• Exercise prompt: Give the passage of the deep learning text below from "Deep learning is a" up to and including "in the data.", swapping "hidden layers" for "inner layers".

Deep Learning (DL)
What exactly is Deep learning? When did Deep Learning arrive? How is it Different than machine Learning?
Deep learning is a subfield of machine learning that focuses on the development and application of artificial neural networks, particularly deep neural networks. Deep learning algorithms are designed to automatically learn and extract hierarchical representations of data through multiple layers of interconnected nodes, known as artificial neurons or units. These neural networks are called "deep" because they typically consist of multiple hidden layers, allowing them to learn complex patterns and relationships in the data.
Deep learning has its roots in the early development of artificial neural networks in the 1940s and 1950s. However, significant advancements and breakthroughs in deep learning occurred in the late 2000s and early 2010s when computing power and the availability of large-scale labeled datasets increased.
One of the key differences between deep learning and traditional machine learning is the level of abstraction and feature engineering required. In traditional machine learning, human experts often need to manually engineer or select relevant features from the data, which can be a time-consuming and challenging task. Deep learning, on the other hand, aims to automate this feature engineering process by allowing the model to automatically learn useful representations and features directly from the raw data.
Deep learning models, such as deep neural networks, are characterized by their ability to automatically learn hierarchical representations of data, extracting higher-level features from lower-level ones. This capability enables deep learning models to handle complex patterns and large amounts of data more effectively than traditional machine learning models in certain domains, such as computer vision, natural language processing, and speech recognition.
Another key aspect of deep learning is its reliance on large-scale datasets and computational resources. Deep learning models often require substantial amounts of labeled training data to effectively learn complex patterns. Additionally, training deep neural networks can be computationally intensive, benefiting from specialized hardware, such as graphics processing units (GPUs) or tensor processing units (TPUs), to accelerate the computations involved.
While deep learning has achieved remarkable success in various domains, it is important to note that it is not always the best approach for every problem. Traditional machine learning techniques can still be effective and appropriate for certain tasks, especially when data is limited, interpretability is crucial, or feature engineering expertise is readily available. Deep learning and traditional machine learning are complementary approaches that can be applied in combination or individually, depending on the specific problem and available resources.

(Items from a dataset)
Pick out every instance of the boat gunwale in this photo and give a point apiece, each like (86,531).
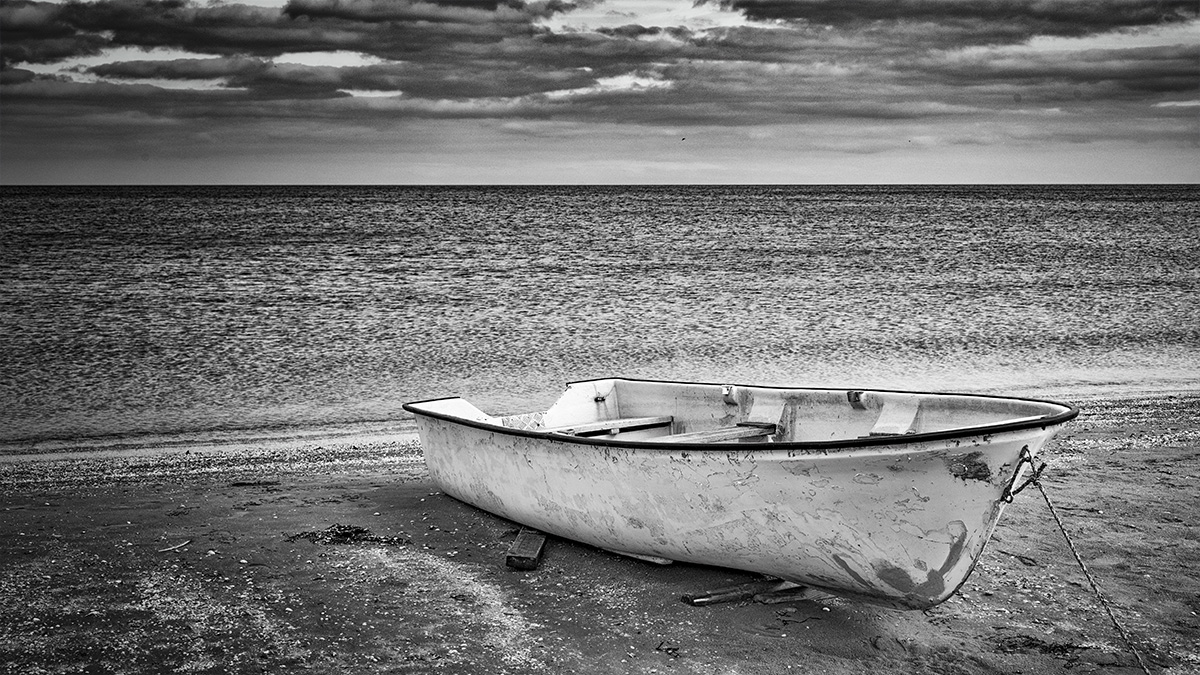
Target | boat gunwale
(1072,412)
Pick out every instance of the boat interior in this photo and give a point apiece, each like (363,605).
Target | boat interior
(675,412)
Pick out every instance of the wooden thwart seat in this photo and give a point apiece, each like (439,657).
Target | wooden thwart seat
(611,425)
(897,418)
(742,430)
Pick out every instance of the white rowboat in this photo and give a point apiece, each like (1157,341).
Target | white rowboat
(883,496)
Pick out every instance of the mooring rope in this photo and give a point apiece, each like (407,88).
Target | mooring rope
(1027,457)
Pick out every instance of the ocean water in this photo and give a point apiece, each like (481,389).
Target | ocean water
(129,311)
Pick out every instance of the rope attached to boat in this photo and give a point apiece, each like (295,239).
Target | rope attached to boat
(1036,479)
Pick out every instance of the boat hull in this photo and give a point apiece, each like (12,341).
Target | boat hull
(899,524)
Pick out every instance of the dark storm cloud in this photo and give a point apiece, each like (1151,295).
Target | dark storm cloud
(1069,18)
(815,61)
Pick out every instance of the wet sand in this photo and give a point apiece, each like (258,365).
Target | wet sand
(340,555)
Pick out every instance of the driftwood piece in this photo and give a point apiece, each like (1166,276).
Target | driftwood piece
(526,550)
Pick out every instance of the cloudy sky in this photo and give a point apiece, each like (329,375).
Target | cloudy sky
(589,91)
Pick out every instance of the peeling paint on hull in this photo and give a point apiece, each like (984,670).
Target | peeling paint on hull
(900,524)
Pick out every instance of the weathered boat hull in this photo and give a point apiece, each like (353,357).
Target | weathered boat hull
(897,520)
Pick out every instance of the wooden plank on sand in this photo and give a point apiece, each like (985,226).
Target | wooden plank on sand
(526,550)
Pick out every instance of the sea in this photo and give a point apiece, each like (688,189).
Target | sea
(162,312)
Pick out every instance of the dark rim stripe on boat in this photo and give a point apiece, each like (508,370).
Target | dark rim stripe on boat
(805,446)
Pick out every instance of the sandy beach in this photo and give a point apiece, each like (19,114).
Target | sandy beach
(339,555)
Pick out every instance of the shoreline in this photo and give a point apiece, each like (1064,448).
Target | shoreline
(394,430)
(222,557)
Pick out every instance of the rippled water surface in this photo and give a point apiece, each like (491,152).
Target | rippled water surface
(174,309)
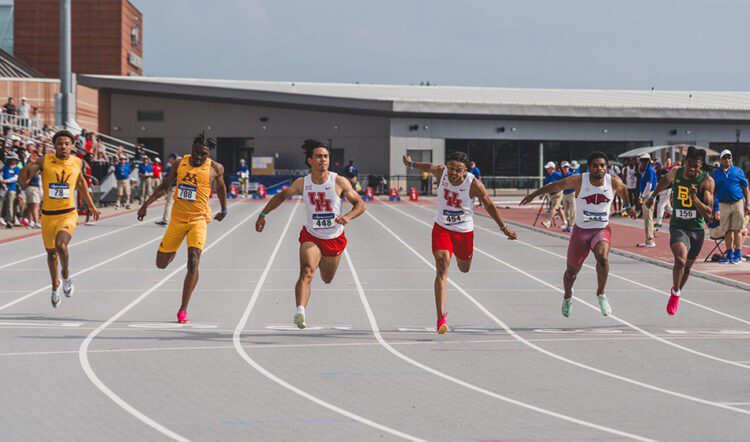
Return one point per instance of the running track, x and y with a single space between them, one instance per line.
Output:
111 363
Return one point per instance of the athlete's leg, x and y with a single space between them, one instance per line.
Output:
309 259
328 267
191 279
442 264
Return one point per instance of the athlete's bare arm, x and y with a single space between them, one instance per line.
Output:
706 209
217 174
160 190
83 189
435 169
276 200
619 188
34 167
353 197
569 182
478 190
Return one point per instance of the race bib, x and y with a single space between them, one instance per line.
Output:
685 214
186 192
324 220
59 191
451 217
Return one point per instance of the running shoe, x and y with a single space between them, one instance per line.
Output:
68 287
604 305
442 326
299 318
55 298
674 301
567 305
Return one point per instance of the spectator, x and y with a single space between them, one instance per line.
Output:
243 176
24 113
569 199
647 185
145 173
122 175
9 188
731 189
554 198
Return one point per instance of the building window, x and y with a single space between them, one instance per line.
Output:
150 115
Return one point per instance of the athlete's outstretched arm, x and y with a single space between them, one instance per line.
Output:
436 170
217 170
29 171
353 197
83 189
619 188
569 182
276 200
478 190
160 190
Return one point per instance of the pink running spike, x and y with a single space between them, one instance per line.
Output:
674 300
442 324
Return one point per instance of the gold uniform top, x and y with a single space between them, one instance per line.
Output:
59 179
193 187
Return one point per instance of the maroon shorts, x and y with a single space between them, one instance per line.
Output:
584 240
330 248
460 243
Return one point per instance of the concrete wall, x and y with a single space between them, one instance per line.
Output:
364 138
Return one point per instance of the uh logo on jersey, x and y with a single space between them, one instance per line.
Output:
596 198
318 199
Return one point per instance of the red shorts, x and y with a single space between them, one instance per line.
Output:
460 243
584 240
330 248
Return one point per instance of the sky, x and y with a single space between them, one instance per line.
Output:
590 44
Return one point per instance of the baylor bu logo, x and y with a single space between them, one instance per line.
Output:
318 199
451 198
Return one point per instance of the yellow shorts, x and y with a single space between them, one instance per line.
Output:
177 231
52 224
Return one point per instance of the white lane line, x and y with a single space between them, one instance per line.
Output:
83 349
545 351
78 243
622 278
387 346
596 308
241 350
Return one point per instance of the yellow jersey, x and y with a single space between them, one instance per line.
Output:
193 187
59 179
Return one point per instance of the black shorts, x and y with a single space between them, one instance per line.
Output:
693 240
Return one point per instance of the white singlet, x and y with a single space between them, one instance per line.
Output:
455 210
323 207
593 203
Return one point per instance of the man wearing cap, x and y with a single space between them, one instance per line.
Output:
9 187
647 186
555 198
732 192
569 198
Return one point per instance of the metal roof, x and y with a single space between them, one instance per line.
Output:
453 100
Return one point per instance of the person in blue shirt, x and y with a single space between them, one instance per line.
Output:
647 185
569 198
732 193
122 175
9 187
555 199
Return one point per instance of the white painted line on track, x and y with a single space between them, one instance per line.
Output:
387 346
83 349
244 355
543 350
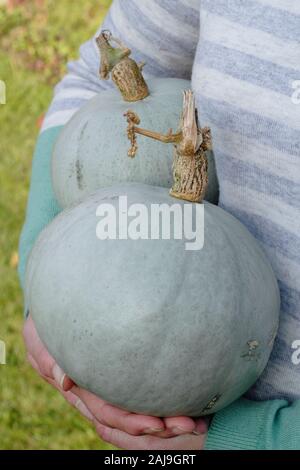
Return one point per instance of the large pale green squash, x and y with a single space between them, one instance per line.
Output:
146 324
91 151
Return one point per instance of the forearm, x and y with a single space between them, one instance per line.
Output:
42 206
249 425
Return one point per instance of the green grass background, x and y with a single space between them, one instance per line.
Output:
36 40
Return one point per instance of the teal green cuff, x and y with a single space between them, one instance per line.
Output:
240 426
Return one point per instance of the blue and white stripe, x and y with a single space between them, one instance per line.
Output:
243 56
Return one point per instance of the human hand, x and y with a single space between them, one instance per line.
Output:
47 368
126 441
127 430
114 423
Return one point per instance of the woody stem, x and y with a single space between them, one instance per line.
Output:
166 139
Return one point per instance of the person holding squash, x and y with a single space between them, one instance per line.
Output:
235 52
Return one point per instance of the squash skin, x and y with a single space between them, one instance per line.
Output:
91 151
146 325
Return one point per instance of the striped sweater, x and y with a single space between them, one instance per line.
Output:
244 60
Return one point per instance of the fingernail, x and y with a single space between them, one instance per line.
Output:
179 430
59 375
153 430
83 410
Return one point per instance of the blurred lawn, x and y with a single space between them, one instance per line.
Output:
35 42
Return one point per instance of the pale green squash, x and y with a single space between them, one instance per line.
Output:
91 151
145 324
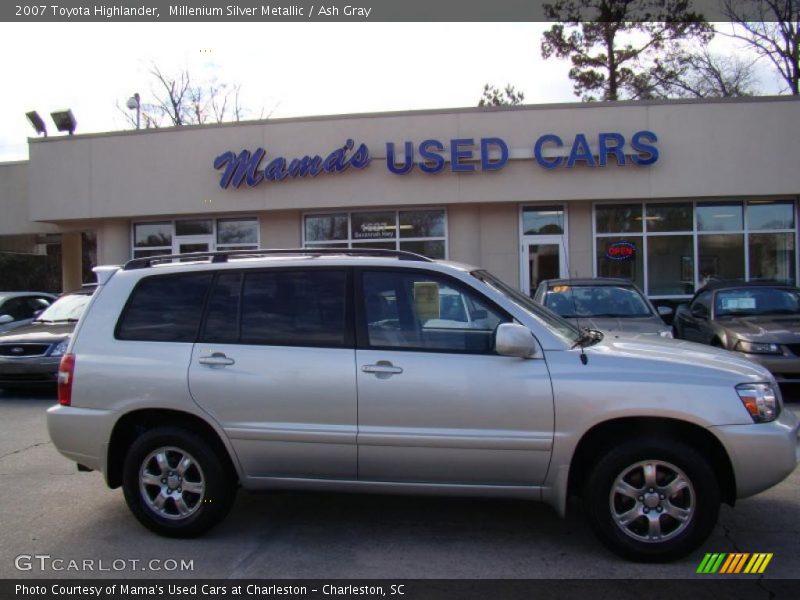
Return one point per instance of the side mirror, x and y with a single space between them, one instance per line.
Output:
512 339
699 311
665 311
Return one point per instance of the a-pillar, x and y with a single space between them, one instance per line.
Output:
71 261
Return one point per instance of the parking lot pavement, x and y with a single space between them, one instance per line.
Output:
48 508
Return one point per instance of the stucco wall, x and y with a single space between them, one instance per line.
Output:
14 202
717 149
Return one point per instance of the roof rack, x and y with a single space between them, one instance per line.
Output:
223 255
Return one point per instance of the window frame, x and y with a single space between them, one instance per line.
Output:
351 243
695 234
360 312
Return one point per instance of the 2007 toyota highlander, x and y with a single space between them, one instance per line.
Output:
383 371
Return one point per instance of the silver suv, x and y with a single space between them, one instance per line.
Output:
383 371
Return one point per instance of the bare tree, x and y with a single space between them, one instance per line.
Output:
702 74
177 100
772 29
613 44
508 96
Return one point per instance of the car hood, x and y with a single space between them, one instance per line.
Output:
630 325
38 333
766 328
658 358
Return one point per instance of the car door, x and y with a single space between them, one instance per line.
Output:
436 403
695 320
274 365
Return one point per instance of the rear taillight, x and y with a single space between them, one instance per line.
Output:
65 372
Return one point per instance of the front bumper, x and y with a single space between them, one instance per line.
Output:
29 372
762 454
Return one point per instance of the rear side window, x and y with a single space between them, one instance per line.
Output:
165 308
279 308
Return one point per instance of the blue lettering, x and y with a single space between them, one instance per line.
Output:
648 154
580 151
240 168
493 165
548 163
456 154
429 151
409 159
611 144
300 167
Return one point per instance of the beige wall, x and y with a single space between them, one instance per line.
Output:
712 149
15 201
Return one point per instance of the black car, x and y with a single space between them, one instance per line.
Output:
30 355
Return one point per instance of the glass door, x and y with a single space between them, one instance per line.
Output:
543 257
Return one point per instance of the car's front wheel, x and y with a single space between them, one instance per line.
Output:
175 484
652 499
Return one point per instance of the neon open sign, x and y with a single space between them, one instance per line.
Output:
620 251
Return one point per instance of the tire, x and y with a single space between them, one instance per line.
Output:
656 526
172 499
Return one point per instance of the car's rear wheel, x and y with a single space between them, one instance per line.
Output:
175 484
652 499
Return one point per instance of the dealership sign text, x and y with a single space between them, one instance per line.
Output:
431 156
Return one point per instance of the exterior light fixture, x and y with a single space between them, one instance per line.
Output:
36 122
64 120
135 103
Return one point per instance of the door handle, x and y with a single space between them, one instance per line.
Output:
382 369
217 359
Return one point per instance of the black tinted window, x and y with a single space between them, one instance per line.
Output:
426 312
165 309
294 308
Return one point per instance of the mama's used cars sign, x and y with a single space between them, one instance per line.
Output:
463 155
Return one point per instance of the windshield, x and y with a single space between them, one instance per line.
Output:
618 301
550 319
757 301
66 308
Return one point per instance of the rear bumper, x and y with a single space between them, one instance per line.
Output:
81 434
762 454
29 372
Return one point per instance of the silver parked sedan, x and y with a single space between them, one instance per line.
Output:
605 304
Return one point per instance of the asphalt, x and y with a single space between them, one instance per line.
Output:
48 508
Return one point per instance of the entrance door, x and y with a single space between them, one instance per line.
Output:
543 257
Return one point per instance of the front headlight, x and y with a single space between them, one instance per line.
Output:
760 400
60 348
758 348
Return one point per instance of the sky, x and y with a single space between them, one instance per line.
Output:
285 69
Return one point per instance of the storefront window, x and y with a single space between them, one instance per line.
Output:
670 265
422 231
618 218
613 263
682 250
770 215
719 217
237 231
669 217
772 256
720 256
542 220
326 227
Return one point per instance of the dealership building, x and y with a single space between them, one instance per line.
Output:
667 193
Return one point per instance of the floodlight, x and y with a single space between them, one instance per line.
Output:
64 120
36 122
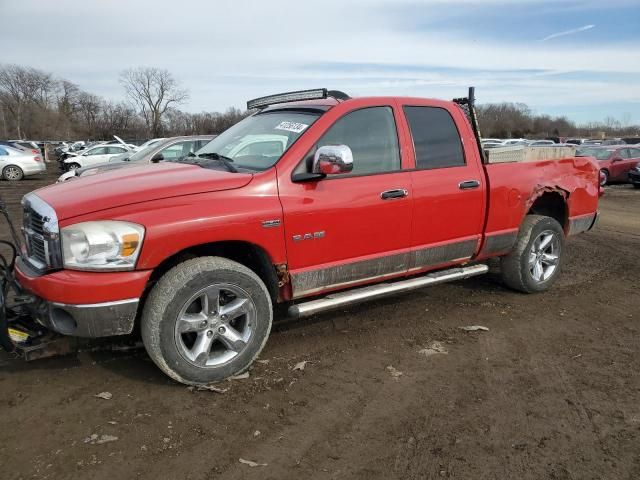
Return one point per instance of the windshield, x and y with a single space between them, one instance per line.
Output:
599 153
258 142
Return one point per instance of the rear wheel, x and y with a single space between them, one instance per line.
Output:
534 263
12 173
206 319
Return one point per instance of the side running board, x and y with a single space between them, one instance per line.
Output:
359 295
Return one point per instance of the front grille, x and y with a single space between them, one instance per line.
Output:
40 228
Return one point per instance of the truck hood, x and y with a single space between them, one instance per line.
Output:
126 186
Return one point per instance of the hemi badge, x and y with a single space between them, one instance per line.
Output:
271 223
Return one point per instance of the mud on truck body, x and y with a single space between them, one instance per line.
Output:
347 199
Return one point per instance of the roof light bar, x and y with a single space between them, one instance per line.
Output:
315 94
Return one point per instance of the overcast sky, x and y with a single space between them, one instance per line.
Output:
563 57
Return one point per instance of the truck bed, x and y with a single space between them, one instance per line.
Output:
520 153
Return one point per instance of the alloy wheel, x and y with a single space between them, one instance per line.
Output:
544 256
215 325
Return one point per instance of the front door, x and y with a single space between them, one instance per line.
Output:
350 228
448 188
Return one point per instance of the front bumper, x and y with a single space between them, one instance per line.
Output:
84 304
91 320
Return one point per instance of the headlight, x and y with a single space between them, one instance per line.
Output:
103 245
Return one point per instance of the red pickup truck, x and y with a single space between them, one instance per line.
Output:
315 201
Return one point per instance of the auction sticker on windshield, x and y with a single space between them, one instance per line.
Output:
294 127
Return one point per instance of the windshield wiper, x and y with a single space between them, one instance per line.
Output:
226 161
214 155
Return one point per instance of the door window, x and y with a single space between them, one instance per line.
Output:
371 135
97 151
177 150
436 140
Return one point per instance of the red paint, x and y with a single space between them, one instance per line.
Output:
182 206
618 165
73 287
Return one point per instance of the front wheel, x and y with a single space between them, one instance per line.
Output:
206 319
534 263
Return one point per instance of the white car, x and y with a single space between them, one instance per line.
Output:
515 142
16 164
148 143
94 156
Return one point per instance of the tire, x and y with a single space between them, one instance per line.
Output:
605 178
518 268
12 173
185 312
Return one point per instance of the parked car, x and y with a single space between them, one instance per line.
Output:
487 144
93 156
166 149
201 249
16 164
634 176
614 162
148 143
613 141
31 146
12 144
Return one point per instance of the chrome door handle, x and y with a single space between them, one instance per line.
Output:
469 184
397 193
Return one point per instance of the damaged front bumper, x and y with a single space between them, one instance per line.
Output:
90 320
83 304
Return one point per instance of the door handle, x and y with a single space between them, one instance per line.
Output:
396 193
469 184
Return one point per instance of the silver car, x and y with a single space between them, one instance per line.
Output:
166 149
16 164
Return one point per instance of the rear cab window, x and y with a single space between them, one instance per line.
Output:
436 140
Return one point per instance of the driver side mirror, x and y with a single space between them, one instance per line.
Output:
333 160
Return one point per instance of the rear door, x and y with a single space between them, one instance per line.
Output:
448 188
344 229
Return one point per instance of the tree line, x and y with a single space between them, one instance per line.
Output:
35 104
517 120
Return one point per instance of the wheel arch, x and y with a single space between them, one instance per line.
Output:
248 254
551 203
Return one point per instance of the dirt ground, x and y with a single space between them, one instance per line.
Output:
551 391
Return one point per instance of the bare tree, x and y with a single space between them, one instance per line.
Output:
22 86
154 91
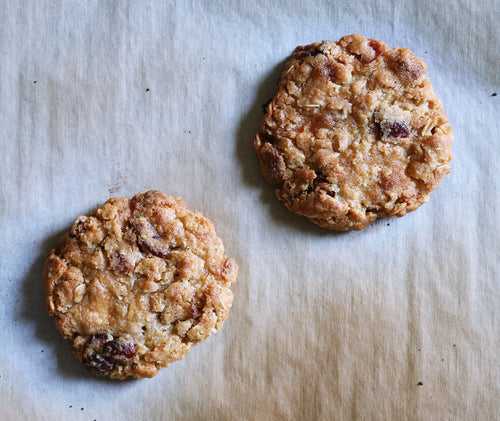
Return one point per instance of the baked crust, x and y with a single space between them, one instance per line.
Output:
136 284
354 133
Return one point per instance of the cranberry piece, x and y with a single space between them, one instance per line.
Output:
103 353
306 51
396 129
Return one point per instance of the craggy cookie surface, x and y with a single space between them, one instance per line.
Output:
354 133
134 286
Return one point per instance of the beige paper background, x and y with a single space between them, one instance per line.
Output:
324 326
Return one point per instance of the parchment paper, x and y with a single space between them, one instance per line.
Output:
103 97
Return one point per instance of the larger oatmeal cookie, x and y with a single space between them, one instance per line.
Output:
135 285
354 133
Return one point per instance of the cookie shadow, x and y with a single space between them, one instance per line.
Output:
250 168
33 310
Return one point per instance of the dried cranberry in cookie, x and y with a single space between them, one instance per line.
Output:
354 133
135 285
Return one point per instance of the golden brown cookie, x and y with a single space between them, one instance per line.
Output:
354 133
136 284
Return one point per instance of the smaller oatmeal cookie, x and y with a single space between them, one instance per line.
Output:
354 133
135 285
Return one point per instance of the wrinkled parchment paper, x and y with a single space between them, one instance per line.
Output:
400 322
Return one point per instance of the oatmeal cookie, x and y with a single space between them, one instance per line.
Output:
136 284
354 133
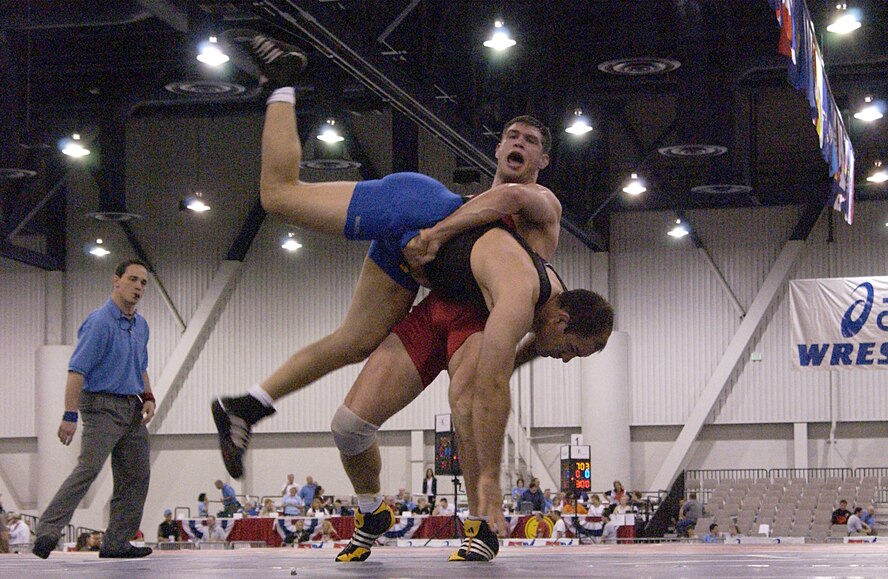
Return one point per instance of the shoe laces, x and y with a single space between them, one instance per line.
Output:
240 432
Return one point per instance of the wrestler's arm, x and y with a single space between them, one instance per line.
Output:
534 203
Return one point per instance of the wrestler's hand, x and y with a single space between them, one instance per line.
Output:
66 432
148 408
421 249
491 504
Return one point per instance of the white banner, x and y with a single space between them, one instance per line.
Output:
839 323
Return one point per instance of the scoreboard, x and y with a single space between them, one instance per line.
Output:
576 469
446 457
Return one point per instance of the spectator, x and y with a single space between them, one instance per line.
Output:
230 504
443 509
422 507
572 506
712 536
19 531
251 509
517 491
299 534
291 478
316 509
307 492
168 530
617 493
327 532
596 518
558 529
268 509
688 515
857 526
341 510
430 486
869 518
623 507
292 504
212 531
533 495
203 505
548 502
841 514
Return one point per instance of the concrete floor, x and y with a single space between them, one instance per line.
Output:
636 561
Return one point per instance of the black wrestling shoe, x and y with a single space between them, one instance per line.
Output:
280 63
44 545
234 418
480 544
128 552
367 529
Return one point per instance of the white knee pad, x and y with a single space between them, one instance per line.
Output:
353 434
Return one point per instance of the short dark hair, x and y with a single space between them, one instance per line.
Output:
533 122
590 314
121 267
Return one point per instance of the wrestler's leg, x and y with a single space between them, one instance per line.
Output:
318 206
377 305
388 382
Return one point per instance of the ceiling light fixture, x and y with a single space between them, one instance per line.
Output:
500 40
580 125
635 186
97 249
329 134
194 203
880 175
680 230
289 243
211 54
845 21
73 147
870 113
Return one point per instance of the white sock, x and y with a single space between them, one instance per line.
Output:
369 502
261 395
285 94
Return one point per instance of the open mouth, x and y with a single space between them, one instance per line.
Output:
515 159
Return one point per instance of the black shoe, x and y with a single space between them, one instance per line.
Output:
130 552
280 63
44 545
367 529
480 544
234 419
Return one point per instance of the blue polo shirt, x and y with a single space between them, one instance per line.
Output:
111 352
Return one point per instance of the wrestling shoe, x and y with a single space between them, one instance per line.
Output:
480 544
234 418
367 529
44 545
280 63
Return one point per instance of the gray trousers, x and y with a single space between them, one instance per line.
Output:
112 425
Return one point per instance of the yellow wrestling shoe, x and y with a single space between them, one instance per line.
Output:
367 529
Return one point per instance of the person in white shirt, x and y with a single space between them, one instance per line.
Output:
19 532
558 530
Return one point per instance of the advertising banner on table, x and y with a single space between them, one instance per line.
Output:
839 323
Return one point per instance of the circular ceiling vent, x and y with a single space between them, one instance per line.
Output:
639 66
115 216
11 173
686 151
329 164
205 88
722 189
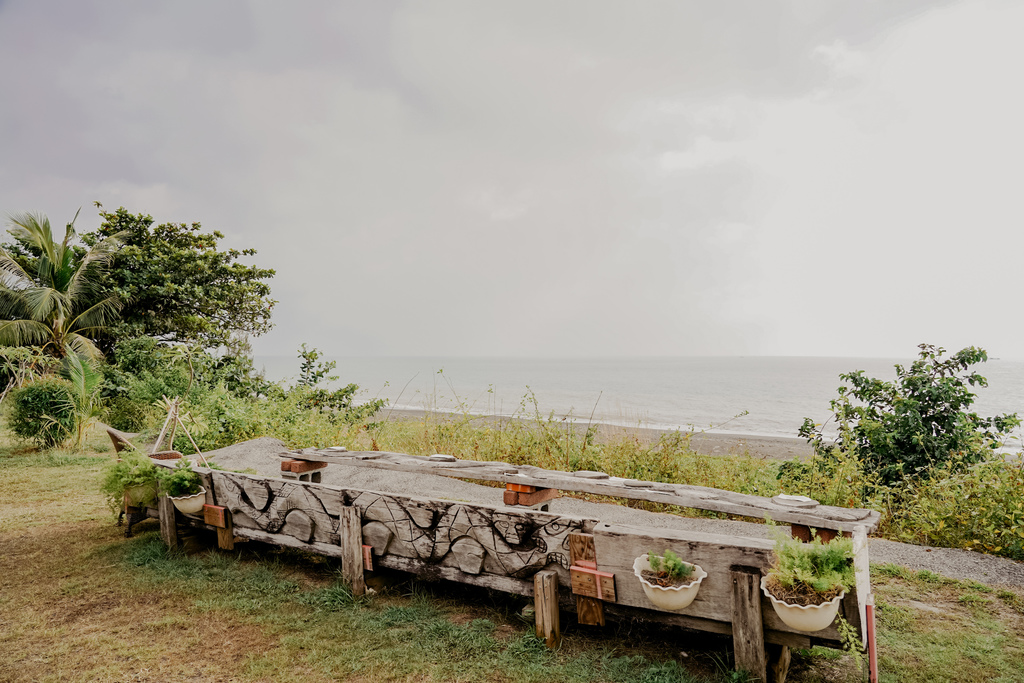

• Answer to the exercise:
Deep learning is a subfield of machine learning that focuses on the development and application of artificial neural networks, particularly deep neural networks. Deep learning algorithms are designed to automatically learn and extract hierarchical representations of data through multiple layers of interconnected nodes, known as artificial neurons or units. These neural networks are called "deep" because they typically consist of multiple inner layers, allowing them to learn complex patterns and relationships in the data.